** Start **

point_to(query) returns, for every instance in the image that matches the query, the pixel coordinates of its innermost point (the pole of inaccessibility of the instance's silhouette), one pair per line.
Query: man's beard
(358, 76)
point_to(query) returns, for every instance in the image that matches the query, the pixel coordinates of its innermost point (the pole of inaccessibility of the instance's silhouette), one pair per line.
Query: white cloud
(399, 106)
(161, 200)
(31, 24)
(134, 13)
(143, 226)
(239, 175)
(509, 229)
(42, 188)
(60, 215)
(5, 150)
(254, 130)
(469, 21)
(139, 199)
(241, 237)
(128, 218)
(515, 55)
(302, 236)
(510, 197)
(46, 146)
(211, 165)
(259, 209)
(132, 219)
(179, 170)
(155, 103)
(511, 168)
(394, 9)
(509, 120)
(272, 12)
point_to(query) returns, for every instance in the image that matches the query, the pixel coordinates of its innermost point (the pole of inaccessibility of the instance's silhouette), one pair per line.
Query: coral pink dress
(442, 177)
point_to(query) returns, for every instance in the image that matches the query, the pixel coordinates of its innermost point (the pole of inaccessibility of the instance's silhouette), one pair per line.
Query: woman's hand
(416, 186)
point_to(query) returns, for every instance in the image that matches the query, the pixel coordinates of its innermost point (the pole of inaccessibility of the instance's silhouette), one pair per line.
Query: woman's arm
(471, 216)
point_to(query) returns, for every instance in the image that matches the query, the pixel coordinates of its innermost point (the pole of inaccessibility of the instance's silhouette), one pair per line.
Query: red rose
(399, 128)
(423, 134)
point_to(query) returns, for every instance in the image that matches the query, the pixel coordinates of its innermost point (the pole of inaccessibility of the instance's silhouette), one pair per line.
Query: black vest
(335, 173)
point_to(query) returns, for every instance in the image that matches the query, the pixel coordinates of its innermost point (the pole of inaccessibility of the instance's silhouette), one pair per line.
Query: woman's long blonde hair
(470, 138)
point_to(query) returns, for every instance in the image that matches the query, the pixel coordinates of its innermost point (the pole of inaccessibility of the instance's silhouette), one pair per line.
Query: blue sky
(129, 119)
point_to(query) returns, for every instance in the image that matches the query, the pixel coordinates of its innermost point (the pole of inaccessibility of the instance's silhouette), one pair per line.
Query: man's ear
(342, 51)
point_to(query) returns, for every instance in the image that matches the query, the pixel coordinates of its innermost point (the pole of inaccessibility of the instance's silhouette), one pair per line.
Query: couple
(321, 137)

** End **

- _Do this_
Every record above should be output exactly.

- _Problem solution_
point_to(query) returns, for every instance in the image that matches the query, the pixel coordinates of its innermost point (the pole of inaccessibility of the instance's silhouette), one pair per line.
Query: man's beard
(358, 76)
point_to(query) returns, for every instance in the image that matches the query, the pixel coordinates of its innermost point (the pole of inaccessibility of the instance's silhouette), one pair per line.
Query: white cloud
(399, 106)
(161, 200)
(31, 24)
(134, 13)
(143, 226)
(239, 175)
(509, 229)
(42, 188)
(60, 215)
(5, 150)
(254, 130)
(469, 21)
(139, 199)
(241, 237)
(128, 218)
(515, 55)
(302, 236)
(510, 197)
(46, 146)
(211, 165)
(259, 209)
(132, 219)
(179, 170)
(155, 103)
(511, 168)
(394, 9)
(509, 120)
(272, 12)
point_to(query) returns, for every instance in the image that matches the query, the pixel coordinates of its innermost point (the pole of inaccessibility of the instance's silhouette), one pair per line.
Query: coral pink dress
(442, 177)
point_to(query) returns, for every instance in the image that matches the query, the pixel coordinates of its innermost point (the pole of inaccessibility of the instance's silhouette), one pair per line.
Query: woman's hand
(416, 186)
point_to(query) returns, for every instance in the image that matches the query, the pixel coordinates of its innermost point (the pole of inaccessibility of the instance's silhouette), one pair per line.
Query: woman's arm
(471, 216)
point_to(query) returns, for every instance in the image that matches the query, the pixel coordinates of its innermost point (the pole of inaccessibility of the instance's silhouette), one pair per line.
Query: red rose
(399, 128)
(423, 134)
point_to(query) returns, for every instance in the image that matches the query, the pixel coordinates of its innermost point (the pole of inaccessibility of the instance's silhouette), one pair per line.
Query: black vest
(335, 173)
point_to(query) returns, for every instance in the image that matches the query, the pixel coordinates of its innermost point (the pole of inaccessibility of the instance's silhouette), one pair per line.
Query: woman's long blonde hair
(470, 138)
point_to(query) returns, for every instance in the image that matches the query, the pixel coordinates of its innermost point (the pole of inaccessibility of the instance's silhouette), one pair per line.
Query: blue sky
(129, 119)
point_to(query) returns, for every instance in the image that matches the query, the pixel coordinates of its innermost point (the pole of inaccessibility of the instance's silhouette), one pair per line.
Query: man's ear
(342, 51)
point_to(query) returns, for every instance in the image that matches the query, the pixel coordinates of its innermost point (the pole of inaccessibility of the instance's silhouette), one pair per line.
Query: couple
(321, 137)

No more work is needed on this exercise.